[ОТРЫВОК]
____________________

Люди земли Русской. Статьи о русской истории - [193]
«Было названо “прогрессом” то, что на практике было совершеннейшей реакцией, – например, реформы Петра, и было названо “реакцией” то, что гарантировало нам реальный прогресс – например, монархия. Была “научно” установлена полная несовместимость “монархии” с “самоуправлением”, “абсолютизма” с “политической активностью масс”, “самодержавия” со “свободою” религии, с демократией и прочее, и прочее – до бесконечности полных собраний сочинений. Говоря несколько схематично, русскую научно почитывавшую публику науськивали на “врагов народа” – которые на практике были его единственными друзьями, и волокли на приветственные манифестации по адресу друзей, которые оказались работниками ВЧК – ОГПУ – НКВД. А также и работниками Гестапо».
«…Русская интеллигенция традиционно “оторванная от народа”, предлагает этому народу программы, совершенно оторванные от всякой русской действительности – и прошлой и настоящей. Эта же интеллигенция дала нам картину и прошлого и настоящего России, совершенно оторванную от всякой реальности русской жизни – и оптимистической и пессимистической реальности…»

____________________

Строки из набора данных:
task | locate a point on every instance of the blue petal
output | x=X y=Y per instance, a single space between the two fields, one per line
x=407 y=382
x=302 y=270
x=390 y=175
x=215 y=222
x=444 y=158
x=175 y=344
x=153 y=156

____________________

[ЧТО СДЕЛАТЬ]
Изложите отрывок о русской интеллигенции в двух предложениях. Записи взяты из другого источника.

[ПОЛНЫЙ ОТВЕТ]
В отрывке утверждается, что реакцию, например реформы Петра, назвали «прогрессом», а монархию, гарантировавшую реальный прогресс, назвали «реакцией» и «научно» объявили несовместимой с самоуправлением, свободой религии и демократией. Там же говорится, что оторванная от народа русская интеллигенция предлагает ему программы, оторванные от русской действительности, и рисует картину прошлого и настоящего России, не связанную с реальностью русской жизни.